(SUPPLIED ENTRIES begins)
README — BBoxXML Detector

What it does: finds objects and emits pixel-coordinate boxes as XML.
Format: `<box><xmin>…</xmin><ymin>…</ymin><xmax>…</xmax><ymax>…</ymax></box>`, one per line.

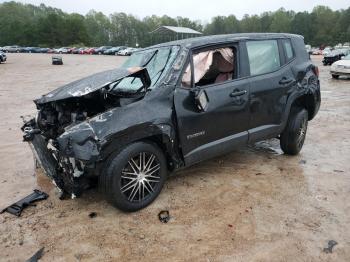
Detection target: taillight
<box><xmin>312</xmin><ymin>66</ymin><xmax>319</xmax><ymax>77</ymax></box>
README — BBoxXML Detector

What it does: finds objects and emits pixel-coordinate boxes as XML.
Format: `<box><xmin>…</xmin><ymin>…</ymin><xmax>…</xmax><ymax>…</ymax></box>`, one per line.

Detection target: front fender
<box><xmin>99</xmin><ymin>123</ymin><xmax>175</xmax><ymax>160</ymax></box>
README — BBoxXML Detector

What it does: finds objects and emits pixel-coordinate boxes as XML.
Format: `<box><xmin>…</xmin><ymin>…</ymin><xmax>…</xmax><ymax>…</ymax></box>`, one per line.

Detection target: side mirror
<box><xmin>191</xmin><ymin>89</ymin><xmax>209</xmax><ymax>112</ymax></box>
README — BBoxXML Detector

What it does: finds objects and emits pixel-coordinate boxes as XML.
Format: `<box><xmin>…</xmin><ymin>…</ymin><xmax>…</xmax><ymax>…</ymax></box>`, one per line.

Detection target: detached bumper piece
(SUPPLIED ENTRIES ends)
● **ABOUT THIS EXERCISE**
An exact restatement of every record is required. Omit the images.

● **WRITTEN ANSWER**
README — BBoxXML Detector

What it does: finds objects and emits pixel-coordinate boxes as XML.
Format: `<box><xmin>…</xmin><ymin>…</ymin><xmax>…</xmax><ymax>…</ymax></box>`, one per line.

Detection target: taillight
<box><xmin>312</xmin><ymin>66</ymin><xmax>319</xmax><ymax>77</ymax></box>
README — BBoxXML Detector

What it does: finds objects and emits pixel-coordinate boxes as XML.
Format: `<box><xmin>…</xmin><ymin>…</ymin><xmax>…</xmax><ymax>…</ymax></box>`, one per line.

Detection target: front fender
<box><xmin>99</xmin><ymin>123</ymin><xmax>175</xmax><ymax>160</ymax></box>
README — BBoxXML Detector

What it does: finds objects and emits pixel-coordinate boxes as XML.
Format: `<box><xmin>…</xmin><ymin>…</ymin><xmax>…</xmax><ymax>…</ymax></box>`, one per line.

Detection target: side mirror
<box><xmin>191</xmin><ymin>89</ymin><xmax>209</xmax><ymax>112</ymax></box>
README — BBoxXML Detector

What it does: finds objects and emits pixel-coordinate boxes as XML.
Format: `<box><xmin>…</xmin><ymin>…</ymin><xmax>…</xmax><ymax>…</ymax></box>`, one per line.

Detection target: detached bumper piece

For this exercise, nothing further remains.